> **DATA SUPPLIED**
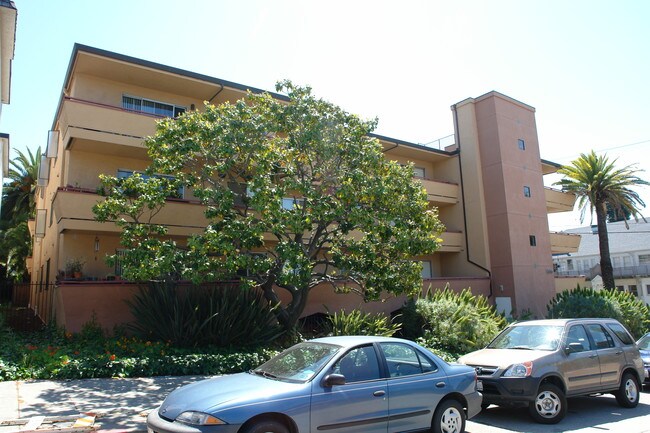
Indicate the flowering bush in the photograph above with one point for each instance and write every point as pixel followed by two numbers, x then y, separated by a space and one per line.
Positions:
pixel 55 354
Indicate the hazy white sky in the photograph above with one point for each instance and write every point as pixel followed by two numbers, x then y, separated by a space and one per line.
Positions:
pixel 584 65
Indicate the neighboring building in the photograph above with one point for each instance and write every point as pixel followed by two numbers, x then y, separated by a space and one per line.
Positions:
pixel 630 253
pixel 487 183
pixel 8 16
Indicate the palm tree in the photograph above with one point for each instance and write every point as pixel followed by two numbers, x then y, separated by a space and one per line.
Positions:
pixel 599 185
pixel 18 196
pixel 18 206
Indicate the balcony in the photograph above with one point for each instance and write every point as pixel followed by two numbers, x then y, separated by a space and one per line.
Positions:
pixel 558 201
pixel 73 209
pixel 441 193
pixel 563 243
pixel 104 123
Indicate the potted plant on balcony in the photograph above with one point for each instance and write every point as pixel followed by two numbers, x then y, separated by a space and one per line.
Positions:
pixel 73 267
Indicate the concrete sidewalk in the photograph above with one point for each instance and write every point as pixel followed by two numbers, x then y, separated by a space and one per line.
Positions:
pixel 122 404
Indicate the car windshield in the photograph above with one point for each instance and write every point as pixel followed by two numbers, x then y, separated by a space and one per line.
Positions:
pixel 644 342
pixel 528 337
pixel 299 363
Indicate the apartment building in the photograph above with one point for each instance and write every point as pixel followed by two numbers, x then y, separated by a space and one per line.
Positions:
pixel 8 16
pixel 630 253
pixel 486 180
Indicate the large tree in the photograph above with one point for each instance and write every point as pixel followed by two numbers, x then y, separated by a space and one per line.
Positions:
pixel 600 186
pixel 296 194
pixel 18 206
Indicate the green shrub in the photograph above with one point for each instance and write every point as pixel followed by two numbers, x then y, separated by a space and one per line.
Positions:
pixel 215 315
pixel 359 323
pixel 633 313
pixel 455 323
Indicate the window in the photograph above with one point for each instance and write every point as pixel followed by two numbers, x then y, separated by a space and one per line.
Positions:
pixel 151 107
pixel 119 261
pixel 124 174
pixel 633 289
pixel 577 334
pixel 522 144
pixel 621 333
pixel 290 203
pixel 601 337
pixel 403 360
pixel 358 365
pixel 427 271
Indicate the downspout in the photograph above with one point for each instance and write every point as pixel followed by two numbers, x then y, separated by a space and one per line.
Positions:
pixel 462 193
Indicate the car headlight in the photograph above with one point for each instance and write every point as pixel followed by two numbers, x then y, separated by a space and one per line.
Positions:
pixel 523 369
pixel 198 418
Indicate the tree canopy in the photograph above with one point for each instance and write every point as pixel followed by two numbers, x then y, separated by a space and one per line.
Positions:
pixel 296 194
pixel 601 187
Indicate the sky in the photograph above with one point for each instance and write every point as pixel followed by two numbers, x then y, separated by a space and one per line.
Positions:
pixel 583 65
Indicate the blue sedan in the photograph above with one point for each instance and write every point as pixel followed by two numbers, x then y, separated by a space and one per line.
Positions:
pixel 339 384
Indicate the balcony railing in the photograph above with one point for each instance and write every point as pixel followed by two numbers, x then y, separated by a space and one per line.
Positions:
pixel 619 272
pixel 559 201
pixel 100 122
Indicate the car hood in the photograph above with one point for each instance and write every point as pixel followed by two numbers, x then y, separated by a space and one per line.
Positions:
pixel 211 395
pixel 502 358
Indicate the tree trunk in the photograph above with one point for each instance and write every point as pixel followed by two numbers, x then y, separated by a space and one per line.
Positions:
pixel 287 316
pixel 607 272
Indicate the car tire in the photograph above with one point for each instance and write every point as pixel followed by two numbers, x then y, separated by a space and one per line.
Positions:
pixel 549 405
pixel 449 417
pixel 266 426
pixel 628 393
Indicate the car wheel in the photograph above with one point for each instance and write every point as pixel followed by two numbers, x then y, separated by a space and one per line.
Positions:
pixel 549 406
pixel 266 426
pixel 628 393
pixel 449 417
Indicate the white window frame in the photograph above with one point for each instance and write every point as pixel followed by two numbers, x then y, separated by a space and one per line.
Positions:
pixel 417 170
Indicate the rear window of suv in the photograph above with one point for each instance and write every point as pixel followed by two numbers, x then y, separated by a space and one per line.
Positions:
pixel 621 333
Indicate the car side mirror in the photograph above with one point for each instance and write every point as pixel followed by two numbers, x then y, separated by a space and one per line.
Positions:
pixel 333 379
pixel 574 348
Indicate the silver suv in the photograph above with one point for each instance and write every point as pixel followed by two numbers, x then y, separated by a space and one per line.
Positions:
pixel 540 363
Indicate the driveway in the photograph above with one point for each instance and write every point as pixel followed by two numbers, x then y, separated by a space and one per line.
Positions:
pixel 586 414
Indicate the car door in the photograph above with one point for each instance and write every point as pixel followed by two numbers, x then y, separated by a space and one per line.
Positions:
pixel 581 367
pixel 610 356
pixel 415 387
pixel 358 406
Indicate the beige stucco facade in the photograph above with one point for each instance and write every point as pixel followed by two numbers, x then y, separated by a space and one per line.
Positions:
pixel 8 16
pixel 476 184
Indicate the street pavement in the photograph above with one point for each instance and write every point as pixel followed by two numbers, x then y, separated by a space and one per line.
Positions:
pixel 122 406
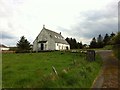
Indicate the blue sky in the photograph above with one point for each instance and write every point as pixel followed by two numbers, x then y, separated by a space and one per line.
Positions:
pixel 80 19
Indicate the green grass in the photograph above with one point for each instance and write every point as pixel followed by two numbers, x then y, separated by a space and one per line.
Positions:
pixel 34 70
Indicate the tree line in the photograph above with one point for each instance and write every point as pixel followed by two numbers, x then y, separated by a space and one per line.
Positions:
pixel 101 41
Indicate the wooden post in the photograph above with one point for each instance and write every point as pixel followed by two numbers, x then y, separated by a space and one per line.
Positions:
pixel 54 70
pixel 90 56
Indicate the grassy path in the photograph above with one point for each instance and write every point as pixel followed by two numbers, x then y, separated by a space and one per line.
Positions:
pixel 108 77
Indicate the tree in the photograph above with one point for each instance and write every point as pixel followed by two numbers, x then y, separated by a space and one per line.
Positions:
pixel 23 45
pixel 93 43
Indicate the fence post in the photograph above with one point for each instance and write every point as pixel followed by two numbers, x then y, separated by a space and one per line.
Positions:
pixel 90 55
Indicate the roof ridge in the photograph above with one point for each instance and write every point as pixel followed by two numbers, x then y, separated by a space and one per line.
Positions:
pixel 52 31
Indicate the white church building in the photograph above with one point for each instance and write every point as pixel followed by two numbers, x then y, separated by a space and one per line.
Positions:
pixel 50 40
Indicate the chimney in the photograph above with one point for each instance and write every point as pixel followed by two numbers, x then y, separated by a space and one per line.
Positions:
pixel 43 26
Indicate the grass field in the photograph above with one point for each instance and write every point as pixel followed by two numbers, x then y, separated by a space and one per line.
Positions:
pixel 34 70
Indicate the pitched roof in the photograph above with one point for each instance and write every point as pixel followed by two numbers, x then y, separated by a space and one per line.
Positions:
pixel 58 38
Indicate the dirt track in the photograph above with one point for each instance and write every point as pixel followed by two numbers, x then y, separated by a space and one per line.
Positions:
pixel 108 77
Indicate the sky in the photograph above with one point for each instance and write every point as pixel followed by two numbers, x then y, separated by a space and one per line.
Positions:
pixel 79 19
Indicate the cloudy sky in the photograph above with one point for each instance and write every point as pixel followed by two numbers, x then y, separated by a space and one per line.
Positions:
pixel 80 19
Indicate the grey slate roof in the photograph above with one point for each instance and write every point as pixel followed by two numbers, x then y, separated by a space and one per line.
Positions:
pixel 58 38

> **WORK ITEM**
Copy exactly the line that contains "Indicate the pitched" and every line after it, up to and including the last line of the records.

> **ANSWER**
Indicate the pitched roof in the photograph above with one point for each instance and write every point as pixel followed by two numbers, x then y, separated by a space and one per line.
Positions:
pixel 58 38
Indicate the dirt track in the photograph above with one point for each instance and write every point as pixel followed by two numbers, x then y, separated by a space and one per line.
Positions:
pixel 108 77
Indicate the sky in the photograph above with one point for each instance and write every point as pixel followed by two numbers, x then y, separated by a space and one per line.
Positions:
pixel 79 19
Indicate the cloudy sky in the photograph above with one point for each instance and write every point as pixel followed by two numbers, x then y, separated by a space and one per line.
Positions:
pixel 80 19
Indicate the grey slate roof in the photograph above with one point for each instance and write every point as pixel followed by two numbers, x then y, separated by a space and one per line.
Positions:
pixel 58 38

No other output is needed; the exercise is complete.